• TEXTO DE ESTUDO:
Latour: a política como modo de existência
Investigação sobre os Modos de Existência (ISME), publicado em francês no ano de 2012, é a síntese mais atual e abrangente do estado da arte do pensamento latouriano. Ali, a metapolítica de Latour define-se com clareza, prolongando e aprofundando a perspectiva delineada por ele dez anos antes, em 2002, num artigo intitulado “Se falássemos um pouco de política?”. Até a publicação desse artigo, Latour tendia a encarar a política como a própria consistência da realidade: ela seria, portanto, inerente a quaisquer atos de composição coletiva destinados a colocar em presença uma multiplicidade de atores no marco de alguma operação conjunta, como, por exemplo, a experimentação científica (LATOUR, 2004 [1999]). Haveria, então, uma política imanente à formação das coletividades, entendidas como arranjos entre atores humanos e não-humanos sempre sujeitos à dissolução e, por isso mesmo, condicionados a incessantes procedimentos de consulta, verificação, medição e concatenação. Os procedimentos em questão, diferentes em cada arranjo coletivo e sintonizados, sempre, com o tipo de potencialidade buscada em seus respectivos componentes, constituiriam, eles próprios, a política indispensável à configuração de uma realidade habitável e comunicável. Nestes termos, a teoria do ator-rede representaria, ao fim e ao cabo, um conjunto de premissas filosóficas e critérios metodológicos cuja finalidade seria a de evidenciar, por um lado, a natureza primordialmente instável das “coisas” que povoam nosso mundo e, por outro lado, a politicidade necessária à fixação dessas “coisas” num conjunto co-operativo ajustado à obtenção de certos efeitos e finalidades. Contudo, a partir de 2002, Latour empreenderá uma restrição de seu conceito de política, associando-o especificamente à problemática das instituições e das práticas de confluência, discussão e escolha que galvanizam a produção dos agregados sociais ao redor de certas questões cuja importância deve tornar-se “pública”. Desse momento em diante, a política passa a ser encarada como um “regime de enunciação” capaz de produzir temporariamente o “público” (LATOUR, 2004 [2002], p. 18). Em ISME, o campo de referência empírica do conceito latouriano de política não muda substancialmente, ainda quando a noção de “regime de enunciação” ceda lugar à de “procedimentos de veridição” e esta, por sua vez, fique condicionada à multiplicidade dos “modos de existência”.

• DADOS DE ORIGEM:
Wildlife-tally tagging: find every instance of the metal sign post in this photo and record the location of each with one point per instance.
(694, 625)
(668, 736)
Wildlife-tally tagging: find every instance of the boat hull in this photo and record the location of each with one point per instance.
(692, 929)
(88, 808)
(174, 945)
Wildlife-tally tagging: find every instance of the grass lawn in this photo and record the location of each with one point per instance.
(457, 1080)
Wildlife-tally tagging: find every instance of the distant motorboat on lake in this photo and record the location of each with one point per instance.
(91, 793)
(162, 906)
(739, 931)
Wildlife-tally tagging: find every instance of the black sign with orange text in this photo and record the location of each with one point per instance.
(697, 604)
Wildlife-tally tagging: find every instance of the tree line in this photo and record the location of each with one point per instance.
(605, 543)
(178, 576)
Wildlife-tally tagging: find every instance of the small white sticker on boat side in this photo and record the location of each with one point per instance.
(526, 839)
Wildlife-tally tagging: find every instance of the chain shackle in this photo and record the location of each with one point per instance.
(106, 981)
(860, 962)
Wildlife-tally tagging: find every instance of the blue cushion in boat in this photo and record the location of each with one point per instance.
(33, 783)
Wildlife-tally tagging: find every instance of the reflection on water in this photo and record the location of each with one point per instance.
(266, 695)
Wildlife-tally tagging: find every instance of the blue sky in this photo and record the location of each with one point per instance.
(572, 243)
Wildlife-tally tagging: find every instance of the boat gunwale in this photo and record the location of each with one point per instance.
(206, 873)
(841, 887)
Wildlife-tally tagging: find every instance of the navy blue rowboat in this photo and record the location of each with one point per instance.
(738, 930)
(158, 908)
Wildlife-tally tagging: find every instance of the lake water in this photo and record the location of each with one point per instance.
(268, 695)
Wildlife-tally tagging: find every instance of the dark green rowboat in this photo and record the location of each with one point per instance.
--
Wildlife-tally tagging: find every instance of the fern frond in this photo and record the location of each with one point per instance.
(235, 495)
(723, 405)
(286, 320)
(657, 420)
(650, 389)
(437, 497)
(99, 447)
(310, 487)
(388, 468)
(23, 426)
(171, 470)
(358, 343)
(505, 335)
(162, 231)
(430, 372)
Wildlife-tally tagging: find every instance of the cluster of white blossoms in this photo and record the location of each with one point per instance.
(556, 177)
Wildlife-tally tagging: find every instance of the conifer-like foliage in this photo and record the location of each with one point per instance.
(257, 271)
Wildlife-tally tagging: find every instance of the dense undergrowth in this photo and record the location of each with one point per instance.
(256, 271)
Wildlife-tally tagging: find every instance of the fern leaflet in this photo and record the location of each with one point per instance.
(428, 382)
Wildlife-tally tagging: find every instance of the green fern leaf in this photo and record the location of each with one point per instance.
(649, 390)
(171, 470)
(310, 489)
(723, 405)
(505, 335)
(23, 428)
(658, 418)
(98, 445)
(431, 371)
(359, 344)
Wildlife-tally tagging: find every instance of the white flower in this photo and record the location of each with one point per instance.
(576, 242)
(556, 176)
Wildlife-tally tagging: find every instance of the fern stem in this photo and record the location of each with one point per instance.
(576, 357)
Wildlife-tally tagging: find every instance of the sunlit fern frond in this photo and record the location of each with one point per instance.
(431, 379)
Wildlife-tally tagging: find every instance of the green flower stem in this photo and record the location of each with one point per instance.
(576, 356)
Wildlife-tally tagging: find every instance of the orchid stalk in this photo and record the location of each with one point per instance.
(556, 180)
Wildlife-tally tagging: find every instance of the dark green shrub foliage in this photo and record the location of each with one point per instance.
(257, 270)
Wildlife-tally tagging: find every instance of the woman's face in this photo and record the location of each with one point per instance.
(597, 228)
...
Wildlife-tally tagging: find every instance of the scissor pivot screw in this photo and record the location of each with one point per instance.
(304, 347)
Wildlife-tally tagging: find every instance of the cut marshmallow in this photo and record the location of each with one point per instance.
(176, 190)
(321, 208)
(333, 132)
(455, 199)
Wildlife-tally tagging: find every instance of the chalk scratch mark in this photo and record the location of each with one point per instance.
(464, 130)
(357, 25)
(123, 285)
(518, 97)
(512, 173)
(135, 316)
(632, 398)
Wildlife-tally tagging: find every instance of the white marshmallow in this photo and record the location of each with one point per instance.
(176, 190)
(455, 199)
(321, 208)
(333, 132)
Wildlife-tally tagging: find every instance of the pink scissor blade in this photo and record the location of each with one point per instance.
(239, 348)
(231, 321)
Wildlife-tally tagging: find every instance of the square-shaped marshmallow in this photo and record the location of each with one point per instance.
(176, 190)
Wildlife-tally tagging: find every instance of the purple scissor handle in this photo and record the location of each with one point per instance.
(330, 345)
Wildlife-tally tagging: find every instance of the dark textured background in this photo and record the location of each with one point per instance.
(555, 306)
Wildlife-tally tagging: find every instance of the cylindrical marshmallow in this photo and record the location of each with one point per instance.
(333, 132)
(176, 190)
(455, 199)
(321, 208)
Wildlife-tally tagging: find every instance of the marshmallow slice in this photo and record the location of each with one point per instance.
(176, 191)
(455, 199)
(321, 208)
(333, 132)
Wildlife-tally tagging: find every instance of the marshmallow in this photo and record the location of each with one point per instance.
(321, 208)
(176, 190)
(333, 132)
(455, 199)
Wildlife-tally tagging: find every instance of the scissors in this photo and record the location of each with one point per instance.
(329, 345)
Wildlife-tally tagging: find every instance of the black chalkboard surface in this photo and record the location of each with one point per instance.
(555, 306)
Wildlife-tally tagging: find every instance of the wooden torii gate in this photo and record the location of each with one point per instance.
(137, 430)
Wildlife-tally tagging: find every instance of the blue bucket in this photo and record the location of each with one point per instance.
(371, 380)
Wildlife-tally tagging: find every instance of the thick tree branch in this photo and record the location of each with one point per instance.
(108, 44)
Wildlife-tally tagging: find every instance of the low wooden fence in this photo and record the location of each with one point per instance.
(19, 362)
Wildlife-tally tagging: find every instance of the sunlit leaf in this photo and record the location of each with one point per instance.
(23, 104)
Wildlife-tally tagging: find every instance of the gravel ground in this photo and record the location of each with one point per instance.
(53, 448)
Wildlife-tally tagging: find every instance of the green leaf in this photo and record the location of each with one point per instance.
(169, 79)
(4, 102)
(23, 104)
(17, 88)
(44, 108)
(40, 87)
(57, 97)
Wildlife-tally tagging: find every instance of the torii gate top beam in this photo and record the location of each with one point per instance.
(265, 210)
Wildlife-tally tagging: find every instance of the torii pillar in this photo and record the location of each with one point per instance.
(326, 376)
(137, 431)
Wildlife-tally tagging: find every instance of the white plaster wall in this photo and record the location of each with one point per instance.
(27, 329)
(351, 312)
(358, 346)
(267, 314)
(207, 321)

• ITEM DE AÇÃO: Reproduza na íntegra o texto de estudo acima, sobre Latour e a política, sem mudar uma palavra.

• SOLUÇÃO REDIGIDA:
Latour: a política como modo de existência
Investigação sobre os Modos de Existência (ISME), publicado em francês no ano de 2012, é a síntese mais atual e abrangente do estado da arte do pensamento latouriano. Ali, a metapolítica de Latour define-se com clareza, prolongando e aprofundando a perspectiva delineada por ele dez anos antes, em 2002, num artigo intitulado “Se falássemos um pouco de política?”. Até a publicação desse artigo, Latour tendia a encarar a política como a própria consistência da realidade: ela seria, portanto, inerente a quaisquer atos de composição coletiva destinados a colocar em presença uma multiplicidade de atores no marco de alguma operação conjunta, como, por exemplo, a experimentação científica (LATOUR, 2004 [1999]). Haveria, então, uma política imanente à formação das coletividades, entendidas como arranjos entre atores humanos e não-humanos sempre sujeitos à dissolução e, por isso mesmo, condicionados a incessantes procedimentos de consulta, verificação, medição e concatenação. Os procedimentos em questão, diferentes em cada arranjo coletivo e sintonizados, sempre, com o tipo de potencialidade buscada em seus respectivos componentes, constituiriam, eles próprios, a política indispensável à configuração de uma realidade habitável e comunicável. Nestes termos, a teoria do ator-rede representaria, ao fim e ao cabo, um conjunto de premissas filosóficas e critérios metodológicos cuja finalidade seria a de evidenciar, por um lado, a natureza primordialmente instável das “coisas” que povoam nosso mundo e, por outro lado, a politicidade necessária à fixação dessas “coisas” num conjunto co-operativo ajustado à obtenção de certos efeitos e finalidades. Contudo, a partir de 2002, Latour empreenderá uma restrição de seu conceito de política, associando-o especificamente à problemática das instituições e das práticas de confluência, discussão e escolha que galvanizam a produção dos agregados sociais ao redor de certas questões cuja importância deve tornar-se “pública”. Desse momento em diante, a política passa a ser encarada como um “regime de enunciação” capaz de produzir temporariamente o “público” (LATOUR, 2004 [2002], p. 18). Em ISME, o campo de referência empírica do conceito latouriano de política não muda substancialmente, ainda quando a noção de “regime de enunciação” ceda lugar à de “procedimentos de veridição” e esta, por sua vez, fique condicionada à multiplicidade dos “modos de existência”.